» Material provided
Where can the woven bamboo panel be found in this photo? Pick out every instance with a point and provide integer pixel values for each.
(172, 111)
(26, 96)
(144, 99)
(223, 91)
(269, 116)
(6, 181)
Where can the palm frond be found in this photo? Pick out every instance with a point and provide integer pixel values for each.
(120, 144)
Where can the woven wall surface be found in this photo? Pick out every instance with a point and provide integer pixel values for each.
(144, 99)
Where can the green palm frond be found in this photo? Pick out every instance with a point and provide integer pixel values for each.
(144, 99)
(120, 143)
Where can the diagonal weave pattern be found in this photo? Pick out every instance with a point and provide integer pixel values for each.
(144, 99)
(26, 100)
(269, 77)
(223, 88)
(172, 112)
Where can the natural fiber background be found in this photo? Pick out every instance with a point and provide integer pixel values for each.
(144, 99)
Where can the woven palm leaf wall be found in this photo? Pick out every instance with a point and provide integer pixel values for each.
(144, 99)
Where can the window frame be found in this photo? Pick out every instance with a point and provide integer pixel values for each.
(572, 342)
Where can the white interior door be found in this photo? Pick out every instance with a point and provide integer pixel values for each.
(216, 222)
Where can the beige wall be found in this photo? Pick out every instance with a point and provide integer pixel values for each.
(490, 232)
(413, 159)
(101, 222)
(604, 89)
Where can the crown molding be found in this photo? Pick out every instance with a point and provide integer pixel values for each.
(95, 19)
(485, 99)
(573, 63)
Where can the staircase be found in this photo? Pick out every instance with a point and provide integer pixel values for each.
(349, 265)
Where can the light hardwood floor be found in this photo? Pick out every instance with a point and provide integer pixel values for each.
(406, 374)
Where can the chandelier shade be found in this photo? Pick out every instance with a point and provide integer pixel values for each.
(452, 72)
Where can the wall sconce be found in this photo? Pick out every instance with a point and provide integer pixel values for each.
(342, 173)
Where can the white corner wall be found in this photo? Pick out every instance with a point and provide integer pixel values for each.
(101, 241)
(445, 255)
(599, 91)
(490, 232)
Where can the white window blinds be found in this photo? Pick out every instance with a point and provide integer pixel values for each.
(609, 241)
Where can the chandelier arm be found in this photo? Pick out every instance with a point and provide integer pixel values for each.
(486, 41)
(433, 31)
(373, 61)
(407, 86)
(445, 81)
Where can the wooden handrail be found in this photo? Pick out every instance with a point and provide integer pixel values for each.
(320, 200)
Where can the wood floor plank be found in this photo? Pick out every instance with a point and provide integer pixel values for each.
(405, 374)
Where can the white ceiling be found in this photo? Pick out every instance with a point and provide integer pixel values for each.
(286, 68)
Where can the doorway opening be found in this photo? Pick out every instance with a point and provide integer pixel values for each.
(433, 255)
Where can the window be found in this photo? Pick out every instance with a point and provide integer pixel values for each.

» Required task
Can you render the lines above as a Markdown table with the columns Row and Item line, numbering each row, covering the lines between the one containing "Where can the chandelier shade" and the last line of the items, inclusive, with blank lines left out?

» Solution to this exercise
| Row | Item line |
|---|---|
| 1 | Where can the chandelier shade be found in this photo? Pick out every instance with a point and provide integer pixel values for each. |
| 2 | (452, 72) |
| 3 | Where can the wall sconce be found in this photo? Pick out every instance with a point and provide integer pixel values for each. |
| 4 | (342, 173) |
| 5 | Where can the white corner wall be found in this photo? Pick out every instance with a point and provide integer pixel values for each. |
| 6 | (101, 241) |
| 7 | (445, 255) |
| 8 | (599, 91) |
| 9 | (490, 232) |
| 10 | Where can the white window blinds be found in this photo? Pick out every instance with a point and provide integer pixel values for each. |
| 11 | (609, 241) |
| 12 | Where can the chandelier arm be found in this photo? Pick out every instance with a point and provide integer pixel values for each. |
| 13 | (486, 41) |
| 14 | (433, 31) |
| 15 | (373, 61) |
| 16 | (407, 86) |
| 17 | (445, 81) |
| 18 | Where can the wooden handrail be found in this photo? Pick out every instance with a point and provide integer pixel values for each. |
| 19 | (320, 200) |
| 20 | Where can the wood floor plank be found in this photo? Pick out every instance with a point and provide integer pixel values for each. |
| 21 | (405, 374) |
| 22 | Where can the white ceiling be found in this photo? Pick out every instance with a point and provide integer pixel values for each. |
| 23 | (286, 68) |
| 24 | Where can the doorway opening be found in this photo? Pick out every instance with a point and provide integer pixel values for each. |
| 25 | (433, 255) |
| 26 | Where can the window be found in this photo? Pick out every instance with a point and provide integer pixel values for each. |